**Exercise aim**: Rewrite the stretch of material from the line containing "Note: we are tagging the distant" through the end of the material, keeping every line, and shift each point coordinate in the answers by adding 25 to both numbers. Leave all other lines as they are, including the sample points in the notes.

**Records for this task**:
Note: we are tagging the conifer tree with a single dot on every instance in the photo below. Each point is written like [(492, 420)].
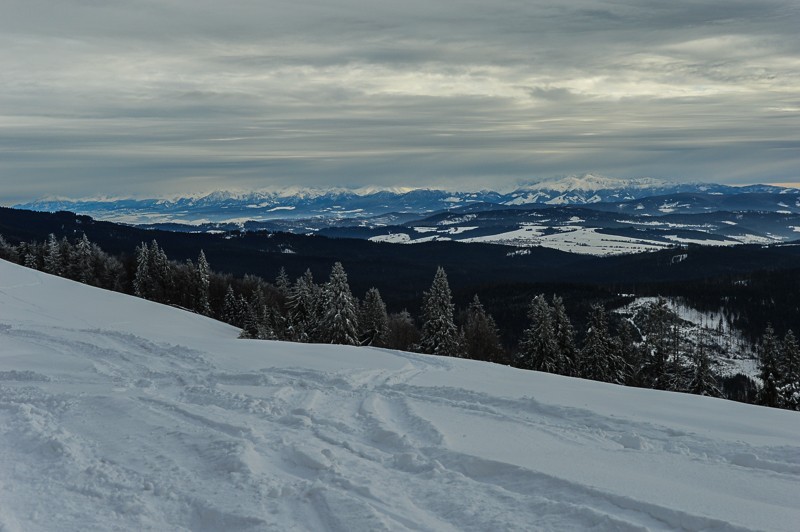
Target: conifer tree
[(538, 349), (52, 256), (161, 275), (282, 283), (142, 281), (768, 360), (8, 251), (481, 338), (703, 381), (340, 320), (203, 285), (403, 333), (600, 360), (82, 269), (631, 354), (790, 372), (565, 338), (230, 307), (439, 333), (657, 345), (31, 260), (301, 306), (374, 321)]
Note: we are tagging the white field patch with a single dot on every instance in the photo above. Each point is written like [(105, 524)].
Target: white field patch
[(589, 241), (716, 328), (394, 238), (121, 414)]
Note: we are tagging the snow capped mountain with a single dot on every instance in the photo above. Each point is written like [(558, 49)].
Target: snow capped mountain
[(121, 414), (366, 202)]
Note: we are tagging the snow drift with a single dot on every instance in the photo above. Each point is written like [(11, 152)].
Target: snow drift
[(118, 413)]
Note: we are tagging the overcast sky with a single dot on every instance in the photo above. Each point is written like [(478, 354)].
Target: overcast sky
[(158, 97)]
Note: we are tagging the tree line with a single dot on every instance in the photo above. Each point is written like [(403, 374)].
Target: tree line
[(646, 350)]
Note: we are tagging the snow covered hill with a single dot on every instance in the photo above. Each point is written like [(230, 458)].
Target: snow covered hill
[(337, 204), (121, 414)]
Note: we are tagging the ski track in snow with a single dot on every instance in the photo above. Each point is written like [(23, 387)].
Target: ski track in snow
[(104, 428)]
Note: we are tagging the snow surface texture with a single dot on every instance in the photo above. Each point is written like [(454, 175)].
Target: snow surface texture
[(121, 414)]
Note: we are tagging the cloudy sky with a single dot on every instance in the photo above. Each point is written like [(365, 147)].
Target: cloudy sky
[(161, 97)]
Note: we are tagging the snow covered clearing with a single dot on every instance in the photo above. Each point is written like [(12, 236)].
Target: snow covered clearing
[(393, 238), (120, 414), (733, 354)]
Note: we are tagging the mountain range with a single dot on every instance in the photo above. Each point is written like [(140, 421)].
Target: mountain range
[(588, 214)]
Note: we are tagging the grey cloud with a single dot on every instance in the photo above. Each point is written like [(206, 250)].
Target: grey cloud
[(148, 97)]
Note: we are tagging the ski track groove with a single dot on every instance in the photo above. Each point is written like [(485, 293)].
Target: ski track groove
[(330, 445)]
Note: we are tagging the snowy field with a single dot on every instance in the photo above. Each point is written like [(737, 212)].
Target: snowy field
[(121, 414)]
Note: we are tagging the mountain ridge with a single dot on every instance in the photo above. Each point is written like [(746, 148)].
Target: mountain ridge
[(336, 203)]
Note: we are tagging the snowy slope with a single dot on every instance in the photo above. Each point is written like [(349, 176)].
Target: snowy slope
[(120, 414)]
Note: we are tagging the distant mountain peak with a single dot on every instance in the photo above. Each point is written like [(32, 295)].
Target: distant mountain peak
[(594, 182)]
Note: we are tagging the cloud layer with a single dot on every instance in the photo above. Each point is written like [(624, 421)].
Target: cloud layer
[(159, 97)]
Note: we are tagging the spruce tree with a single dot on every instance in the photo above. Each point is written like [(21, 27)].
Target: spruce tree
[(439, 333), (600, 360), (339, 323), (162, 288), (282, 283), (403, 333), (790, 372), (8, 251), (565, 338), (203, 285), (230, 307), (481, 338), (768, 361), (703, 381), (657, 344), (538, 349), (374, 321), (52, 256), (631, 354), (82, 269), (142, 280), (301, 305)]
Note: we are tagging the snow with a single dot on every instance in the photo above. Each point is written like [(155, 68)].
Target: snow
[(394, 238), (121, 414)]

**Written answer**:
Note: we are tagging the distant mountain peak with a single dot on every instance in the photo above. Each point is written like [(32, 295)].
Target: distant mountain peak
[(619, 207)]
Note: we are tagging the cloud layer with a single dot on every instance in the photo above. Each point is written like [(624, 421)].
Target: cloud layer
[(184, 122)]
Note: we are tagging the spruce tree with a single dot on every instance in the photo above. Each point is written like [(21, 27)].
Target: spruce tree
[(464, 358), (625, 385), (364, 348), (187, 313), (307, 308), (428, 358), (815, 397), (33, 276), (590, 363), (228, 310), (255, 332), (506, 363), (793, 386), (728, 406), (682, 369), (563, 374), (399, 346), (77, 281), (656, 379), (107, 294), (167, 305), (326, 330)]
Note: we are tagging the snow with a single dot on every instance in the photo above. Each point is written like [(155, 68)].
Target: snow
[(419, 263), (146, 439)]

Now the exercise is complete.